▸ **Provided text**
An Illinois mother convicted of beating her son to death on his fourth birthday was sentenced to 35 years jail on Wednesday.  

The woman’s sentencing follows Crystal Valdez, 35, being convicted last September of first-degree murder by a Cook County jury in the 2011 murder of her youngest son, Christopher. Her live-in boyfriend, Cesar Ruiz, was convicted in the boy’s death in 2013 and was later sentenced to 75 years in prison. Valdez — who has been diagnosed with a low IQ and doesn’t have problem-solving skills — had faced up 60 years in prison, the Chicago Tribune reported.

The child’s murder led to many wondering how Christopher’s death wasn’t simply the result of two adults unable or perhaps unwilling to love and take care of a vulnerable young boy but rather a string of failures in the state’s troubled child welfare system which should have removed the boy from harm’s way.

Valdez’s attorneys read letters in court from her three other children during the five-hour-plus hearing on Wednesday, detailing how they missed her and wanted their contact to be more than just Skype calls. But Valdez’s brother and a judge were unmoved, with the brother calling his sister a ‘monster’.

‘You don’t deserve the title of mother,’ Joseph Valdez, who along with his wife found the boy’s body, told his sister. ‘You’re a monster.’

Judge Stanley Sacks retorted there were ‘two demons’ in the case, referring to Valdez and Ruiz, both of whom accused each other for Christopher’s death during separate trials.

‘She didn’t care about that boy at all,’ Sacks said.

Crystal Valdez sentenced
Crystal Valdez sentenced: Christopher Valdez pictured with his mother.

Crystal Valdez sentenced: Struggling with intellectual abilities let alone parenting.

A psychologist who testified on behalf of Valdez said she had a history of abusive relationships and couldn’t read beyond a third-grade level. Valdez had also been diagnosed with an intellectual disability, court records show. Despite those limitations, Sacks did not allow Valdez’s attorneys to call an expert to testify on her mental capacity during trial.

Sacks did allow Valdez to visit briefly with her three children separately after the hearing. Valdez’s parents have custody of the children, two of whom attended Wednesday’s hearing. Not clear was whether there had been any previous incidents involving Valdez’s other three children and to what degree she had been able to take care for them, if at all?

‘She did nothing wrong,’ Valdez’s father, Thomas, testified. ‘She’s innocent in my eyes.’

Thomas Valdez instead blamed Ruiz for the boy’s 2011 death. But witnesses said during her trial that she admitted to hitting the boy months before his death, which prosecutors claimed she actively tried to cover up.

Of note, the Tribune reported the jury hearing no evidence about Valdez’s exact role in the boy’s beating. 

 Cesar Ruiz and Crystal Valdez
Pictured, Crystal Valdez and her live in boyfriend, Cesar Ruiz.

Cesar Ruiz and Crystal Valdez: the missed opportunities of a flawed system.

▸ **Records supplied**
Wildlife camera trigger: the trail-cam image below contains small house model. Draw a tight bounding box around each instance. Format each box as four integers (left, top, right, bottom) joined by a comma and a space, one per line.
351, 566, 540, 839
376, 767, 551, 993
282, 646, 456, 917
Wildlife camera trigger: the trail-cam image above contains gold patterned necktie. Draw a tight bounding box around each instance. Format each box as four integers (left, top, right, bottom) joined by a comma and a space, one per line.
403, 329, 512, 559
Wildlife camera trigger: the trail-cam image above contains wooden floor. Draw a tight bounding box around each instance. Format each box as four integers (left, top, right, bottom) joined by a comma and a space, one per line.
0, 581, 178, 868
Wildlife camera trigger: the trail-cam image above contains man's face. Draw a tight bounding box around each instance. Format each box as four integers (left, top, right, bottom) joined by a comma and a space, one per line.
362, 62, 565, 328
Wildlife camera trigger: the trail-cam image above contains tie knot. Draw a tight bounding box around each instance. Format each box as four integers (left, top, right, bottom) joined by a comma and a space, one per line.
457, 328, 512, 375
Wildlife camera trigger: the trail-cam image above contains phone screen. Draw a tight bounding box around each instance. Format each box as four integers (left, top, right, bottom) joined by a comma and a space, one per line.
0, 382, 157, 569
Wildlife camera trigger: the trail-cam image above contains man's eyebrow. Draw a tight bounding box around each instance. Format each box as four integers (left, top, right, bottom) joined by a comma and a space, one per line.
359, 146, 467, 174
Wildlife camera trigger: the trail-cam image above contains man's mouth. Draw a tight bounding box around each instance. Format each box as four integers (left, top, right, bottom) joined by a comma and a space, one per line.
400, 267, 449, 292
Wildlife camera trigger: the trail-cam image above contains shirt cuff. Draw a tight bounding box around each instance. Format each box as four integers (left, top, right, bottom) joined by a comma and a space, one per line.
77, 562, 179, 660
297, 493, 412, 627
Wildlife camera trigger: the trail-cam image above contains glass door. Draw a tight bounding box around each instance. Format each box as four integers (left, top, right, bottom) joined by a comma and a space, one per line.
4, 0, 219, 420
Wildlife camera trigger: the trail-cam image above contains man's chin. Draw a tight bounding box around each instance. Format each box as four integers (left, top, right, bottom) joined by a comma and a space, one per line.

▸ **What to do**
1. According to the article on the Valdez sentencing, how many years in prison did Cesar Ruiz receive?
2. Turn the paragraph of the article on the Valdez sentencing that begins "A psychologist who testified" into a short bulleted list that keeps its main facts.
3. Please reproduce everything in the article on the Valdez sentencing from "Judge Stanley Sacks retorted" down to "capacity during trial.".

▸ **Answers for each item**
1. 75 years.

2.
- A psychologist testifying for Valdez said she had a history of abusive relationships and couldn't read beyond a third-grade level.
- Court records show she had been diagnosed with an intellectual disability.
- Despite these limitations, Sacks did not let her attorneys call an expert on her mental capacity during trial.

3.
Judge Stanley Sacks retorted there were ‘two demons’ in the case, referring to Valdez and Ruiz, both of whom accused each other for Christopher’s death during separate trials.

‘She didn’t care about that boy at all,’ Sacks said.

Crystal Valdez sentenced
Crystal Valdez sentenced: Christopher Valdez pictured with his mother.

Crystal Valdez sentenced: Struggling with intellectual abilities let alone parenting.

A psychologist who testified on behalf of Valdez said she had a history of abusive relationships and couldn’t read beyond a third-grade level. Valdez had also been diagnosed with an intellectual disability, court records show. Despite those limitations, Sacks did not allow Valdez’s attorneys to call an expert to testify on her mental capacity during trial.